_YOUR GOAL_.
Repeat exactly the lines from the line containing "of the pale" to the last line of the listing, including both.

## START

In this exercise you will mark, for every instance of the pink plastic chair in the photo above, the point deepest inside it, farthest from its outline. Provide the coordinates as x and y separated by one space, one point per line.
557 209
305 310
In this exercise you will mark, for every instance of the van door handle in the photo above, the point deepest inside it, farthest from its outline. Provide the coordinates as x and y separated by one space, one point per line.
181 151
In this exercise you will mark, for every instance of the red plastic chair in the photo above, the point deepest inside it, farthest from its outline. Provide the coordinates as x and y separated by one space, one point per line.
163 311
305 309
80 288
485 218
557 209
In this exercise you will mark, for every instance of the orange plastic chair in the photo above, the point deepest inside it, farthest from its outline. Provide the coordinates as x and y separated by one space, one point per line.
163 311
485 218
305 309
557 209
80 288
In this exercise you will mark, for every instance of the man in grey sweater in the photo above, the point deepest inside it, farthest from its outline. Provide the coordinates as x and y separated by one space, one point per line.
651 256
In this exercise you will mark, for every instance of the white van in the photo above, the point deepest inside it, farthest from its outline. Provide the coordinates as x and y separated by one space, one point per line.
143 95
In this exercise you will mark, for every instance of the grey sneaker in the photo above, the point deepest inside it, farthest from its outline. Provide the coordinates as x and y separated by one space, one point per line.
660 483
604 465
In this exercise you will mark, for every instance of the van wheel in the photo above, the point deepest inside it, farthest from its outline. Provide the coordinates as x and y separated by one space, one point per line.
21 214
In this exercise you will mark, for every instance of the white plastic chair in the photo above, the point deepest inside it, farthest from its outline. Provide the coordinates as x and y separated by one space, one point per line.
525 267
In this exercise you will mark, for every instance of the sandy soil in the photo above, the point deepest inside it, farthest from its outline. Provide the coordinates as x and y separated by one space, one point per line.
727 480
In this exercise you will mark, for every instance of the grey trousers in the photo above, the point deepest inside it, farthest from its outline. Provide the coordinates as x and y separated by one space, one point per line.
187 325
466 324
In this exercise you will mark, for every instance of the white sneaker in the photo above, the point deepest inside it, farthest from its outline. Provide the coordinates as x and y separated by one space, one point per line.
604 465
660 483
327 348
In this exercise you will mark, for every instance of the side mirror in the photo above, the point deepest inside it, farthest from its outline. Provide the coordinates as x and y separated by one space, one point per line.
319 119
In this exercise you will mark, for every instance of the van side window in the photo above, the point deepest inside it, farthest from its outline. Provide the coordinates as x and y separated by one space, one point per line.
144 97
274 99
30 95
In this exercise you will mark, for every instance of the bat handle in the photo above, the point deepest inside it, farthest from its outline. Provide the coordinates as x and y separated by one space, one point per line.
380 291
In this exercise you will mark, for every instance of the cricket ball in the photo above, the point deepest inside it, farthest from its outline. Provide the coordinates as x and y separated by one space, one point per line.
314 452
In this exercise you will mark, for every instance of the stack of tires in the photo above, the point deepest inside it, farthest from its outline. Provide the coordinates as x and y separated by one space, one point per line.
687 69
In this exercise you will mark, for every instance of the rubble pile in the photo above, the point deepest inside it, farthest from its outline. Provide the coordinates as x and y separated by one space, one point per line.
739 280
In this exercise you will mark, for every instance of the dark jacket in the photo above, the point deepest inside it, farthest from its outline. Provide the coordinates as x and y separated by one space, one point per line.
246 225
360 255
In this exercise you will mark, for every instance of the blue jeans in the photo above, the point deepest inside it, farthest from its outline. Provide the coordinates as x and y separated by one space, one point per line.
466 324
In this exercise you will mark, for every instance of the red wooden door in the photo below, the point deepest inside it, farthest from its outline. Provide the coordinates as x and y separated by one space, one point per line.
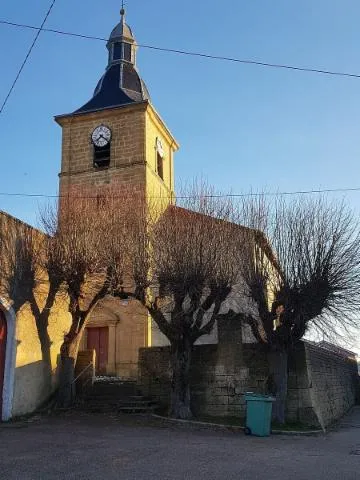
98 340
3 338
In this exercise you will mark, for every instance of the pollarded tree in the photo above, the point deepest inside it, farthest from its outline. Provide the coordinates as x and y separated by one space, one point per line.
310 278
80 257
186 264
25 281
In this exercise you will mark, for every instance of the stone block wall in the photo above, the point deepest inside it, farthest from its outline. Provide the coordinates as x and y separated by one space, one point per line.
321 385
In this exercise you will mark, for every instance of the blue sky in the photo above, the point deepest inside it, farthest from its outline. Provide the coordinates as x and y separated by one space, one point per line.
242 127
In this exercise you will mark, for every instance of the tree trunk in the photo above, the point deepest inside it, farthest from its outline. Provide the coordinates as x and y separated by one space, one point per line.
278 366
45 343
180 382
66 382
69 351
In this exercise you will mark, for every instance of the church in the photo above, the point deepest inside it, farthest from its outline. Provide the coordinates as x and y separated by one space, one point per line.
118 139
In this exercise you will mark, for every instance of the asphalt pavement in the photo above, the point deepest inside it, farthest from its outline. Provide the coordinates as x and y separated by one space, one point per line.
85 447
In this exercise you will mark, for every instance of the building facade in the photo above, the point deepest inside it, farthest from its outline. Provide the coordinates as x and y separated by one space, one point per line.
118 140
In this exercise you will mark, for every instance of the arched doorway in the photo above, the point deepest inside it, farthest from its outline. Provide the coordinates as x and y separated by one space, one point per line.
3 340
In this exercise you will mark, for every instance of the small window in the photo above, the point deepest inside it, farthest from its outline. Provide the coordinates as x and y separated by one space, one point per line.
117 51
102 156
127 52
160 165
159 158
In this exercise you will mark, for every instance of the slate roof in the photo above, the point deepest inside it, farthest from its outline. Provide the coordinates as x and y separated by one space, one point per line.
121 83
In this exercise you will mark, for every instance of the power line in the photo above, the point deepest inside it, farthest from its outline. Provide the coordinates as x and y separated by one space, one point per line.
27 56
226 195
194 54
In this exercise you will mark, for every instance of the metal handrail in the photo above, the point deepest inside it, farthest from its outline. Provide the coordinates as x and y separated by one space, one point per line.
82 372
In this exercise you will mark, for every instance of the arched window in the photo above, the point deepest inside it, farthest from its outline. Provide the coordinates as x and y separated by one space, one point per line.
159 159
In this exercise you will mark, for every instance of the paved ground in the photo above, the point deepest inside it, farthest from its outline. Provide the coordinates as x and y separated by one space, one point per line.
85 447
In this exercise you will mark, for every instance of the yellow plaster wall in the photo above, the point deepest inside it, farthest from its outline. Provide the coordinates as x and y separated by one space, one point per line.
31 387
30 383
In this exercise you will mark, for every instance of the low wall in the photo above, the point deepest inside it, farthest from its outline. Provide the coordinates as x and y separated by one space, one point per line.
321 388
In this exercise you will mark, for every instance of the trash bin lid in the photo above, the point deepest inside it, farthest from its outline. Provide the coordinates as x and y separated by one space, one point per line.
258 397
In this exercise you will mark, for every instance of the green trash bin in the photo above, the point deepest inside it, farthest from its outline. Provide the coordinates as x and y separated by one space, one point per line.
258 414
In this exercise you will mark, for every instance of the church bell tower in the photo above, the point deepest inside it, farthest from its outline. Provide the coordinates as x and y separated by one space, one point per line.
117 138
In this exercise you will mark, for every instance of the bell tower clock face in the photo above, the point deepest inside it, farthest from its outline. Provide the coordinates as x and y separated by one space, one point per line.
101 136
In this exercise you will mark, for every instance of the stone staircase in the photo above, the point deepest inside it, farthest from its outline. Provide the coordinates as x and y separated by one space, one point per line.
113 395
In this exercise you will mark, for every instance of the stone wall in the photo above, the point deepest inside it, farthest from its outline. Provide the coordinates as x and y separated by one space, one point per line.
322 385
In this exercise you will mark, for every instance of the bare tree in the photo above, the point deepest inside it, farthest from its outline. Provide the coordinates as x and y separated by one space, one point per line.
24 281
310 277
80 257
186 263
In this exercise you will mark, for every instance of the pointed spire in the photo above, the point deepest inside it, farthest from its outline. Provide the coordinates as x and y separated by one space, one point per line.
122 12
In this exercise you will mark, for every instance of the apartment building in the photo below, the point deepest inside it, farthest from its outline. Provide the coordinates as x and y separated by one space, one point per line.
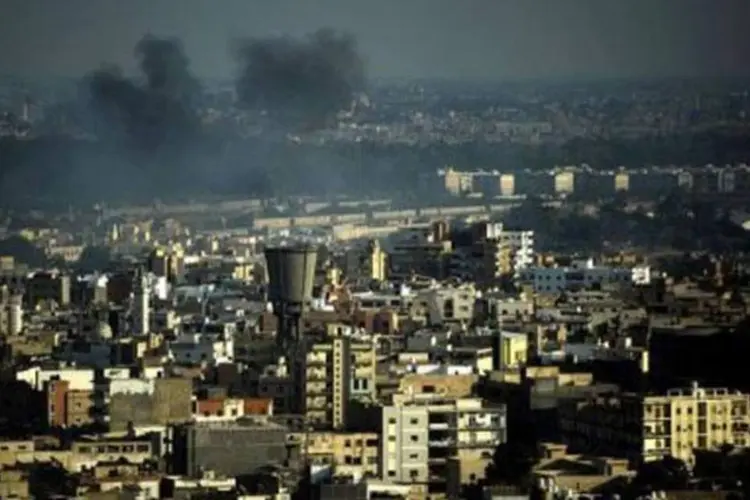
645 428
337 369
370 262
351 454
423 433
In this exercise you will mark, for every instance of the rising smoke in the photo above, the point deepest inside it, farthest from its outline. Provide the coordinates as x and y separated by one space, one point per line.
135 138
299 83
156 111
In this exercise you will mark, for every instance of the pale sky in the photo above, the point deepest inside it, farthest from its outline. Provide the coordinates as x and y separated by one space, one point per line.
466 39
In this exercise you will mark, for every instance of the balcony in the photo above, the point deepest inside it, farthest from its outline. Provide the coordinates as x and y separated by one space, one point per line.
441 443
491 443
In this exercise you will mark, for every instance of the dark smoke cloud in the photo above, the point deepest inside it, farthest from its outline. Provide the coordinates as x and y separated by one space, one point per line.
299 83
155 111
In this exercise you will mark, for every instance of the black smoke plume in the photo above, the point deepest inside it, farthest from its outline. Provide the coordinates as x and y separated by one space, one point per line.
156 111
299 83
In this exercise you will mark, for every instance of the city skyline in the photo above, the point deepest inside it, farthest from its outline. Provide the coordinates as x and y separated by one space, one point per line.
471 40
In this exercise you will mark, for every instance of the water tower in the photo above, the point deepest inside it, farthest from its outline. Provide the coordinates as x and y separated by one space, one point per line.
291 272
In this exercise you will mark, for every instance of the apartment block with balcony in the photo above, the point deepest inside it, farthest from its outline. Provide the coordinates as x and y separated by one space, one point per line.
337 370
646 428
350 454
424 433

## END

_EXPECTED ANSWER_.
In this exercise you will mark, for every instance of the pale sky in the photo above, the point deepest inside it, farthest from its outline. Provide the coordinates as x and y separated by one space, one point per line.
466 39
In this exercise you will mark, for every instance of the balcony in the photo above, the point deepest inside it, farthest from its outline. Provide the coordinates as x and y separated by one space, one point per line.
441 443
491 443
In this exercise you will mark, for every instance of the dark smoke cloud in the photo above, the point deepest inside it, farthest from its outline. Provide the coordinates as x and y separated by one space, one point per line.
299 83
155 111
In this exercise you will mark, for every instance of the black smoke plume in the photo above, the point deepest inside it, farthest from its outline. Provide the coordinates as x and y separated by one space, one point per line.
156 111
299 83
In this exercise you will mark, for every instance of the city skyline in the photo above, the point deepest inside it, farthest from its outline. Provide the coordinates as x and y separated by one space, one point per line.
471 40
In this exercise you will mark, for every instance of the water tower in the photo above, the point deepest inside it, farthest from its outline. Provide the coordinates as x and y separated by one space, one point per line.
291 272
In this exercise you will mark, for every instance of the apartment block with balcony in the photo above, the point deepest inside it, farthest from its outline. Provide the coordinates as x and y separated by one space, one point per line.
337 370
646 428
350 454
424 433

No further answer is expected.